[Work required]
Please copy everything in the news briefs from "WASHINGTON _ Public" down to "survey released Thursday." word for word.

[Given passage]
####
WASHINGTON _ An attorney for a former employee of the National Restaurant Association affirmed Friday his client filed a written complaint against Herman Cain in 1999 for "a series of inappropriate behaviors and unwanted advances."

WASHINGTON _ Public acceptance of same-sex marriage has grown at an accelerating pace, with approval jumping by nine percentage points in the past two years and the nation now evenly divided on the issue, according to a new Pew Research Center survey released Thursday.

LOS ANGELES _ As demonstrations against the unequal distribution of wealth in the United States ratchet up, research provides a statistical look at that distribution: The number of people living in poverty has increased; where the poor live is changing; and even the faces of those struggling to make ends meet are becoming more Latino, elderly and working-class.

OAKLAND, Calif. _ Riot police from a number of Bay Area departments fired tear gas and other projectiles early Thursday and arrested dozens of demonstrators to break up Occupy Oakland protests that had drawn thousands of participants Wednesday.
####
[Data under study]
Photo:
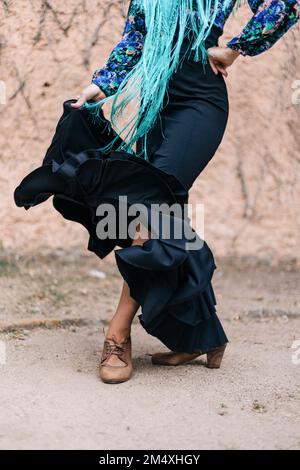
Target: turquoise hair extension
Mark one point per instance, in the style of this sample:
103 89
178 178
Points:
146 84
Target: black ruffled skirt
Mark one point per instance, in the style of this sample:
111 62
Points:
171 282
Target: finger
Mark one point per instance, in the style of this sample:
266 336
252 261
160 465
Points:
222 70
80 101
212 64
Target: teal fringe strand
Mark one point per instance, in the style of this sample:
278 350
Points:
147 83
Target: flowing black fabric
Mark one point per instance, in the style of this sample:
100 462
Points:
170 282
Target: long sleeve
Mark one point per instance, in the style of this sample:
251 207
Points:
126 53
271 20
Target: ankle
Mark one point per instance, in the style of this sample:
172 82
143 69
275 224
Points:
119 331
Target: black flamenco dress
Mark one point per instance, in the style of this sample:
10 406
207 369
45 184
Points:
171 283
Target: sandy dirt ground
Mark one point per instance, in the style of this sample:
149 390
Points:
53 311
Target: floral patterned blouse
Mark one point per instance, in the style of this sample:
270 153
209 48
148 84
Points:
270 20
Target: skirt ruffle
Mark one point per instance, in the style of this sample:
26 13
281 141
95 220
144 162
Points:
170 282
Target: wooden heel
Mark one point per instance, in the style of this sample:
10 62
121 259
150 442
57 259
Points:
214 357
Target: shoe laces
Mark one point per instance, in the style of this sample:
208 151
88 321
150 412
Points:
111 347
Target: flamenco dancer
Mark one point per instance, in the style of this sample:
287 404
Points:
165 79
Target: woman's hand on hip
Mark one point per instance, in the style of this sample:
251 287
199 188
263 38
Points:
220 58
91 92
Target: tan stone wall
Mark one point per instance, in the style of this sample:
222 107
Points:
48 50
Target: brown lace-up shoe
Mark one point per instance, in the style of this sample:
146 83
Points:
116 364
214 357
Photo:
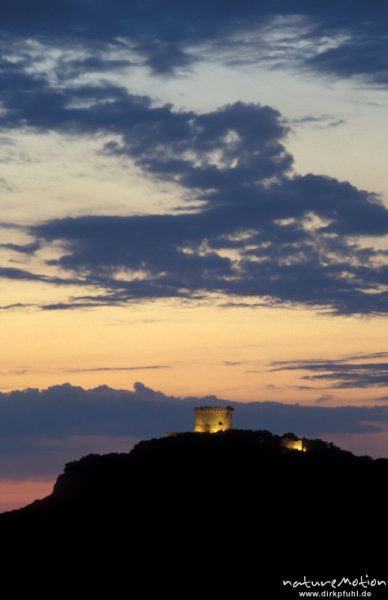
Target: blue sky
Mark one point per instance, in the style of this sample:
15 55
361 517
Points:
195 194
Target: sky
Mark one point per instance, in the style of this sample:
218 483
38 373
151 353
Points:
####
[Response for this exercise]
WASHINGTON _ Public acceptance of same-sex marriage has grown at an accelerating pace, with approval jumping by nine percentage points in the past two years and the nation now evenly divided on the issue, according to a new Pew Research Center survey released Thursday.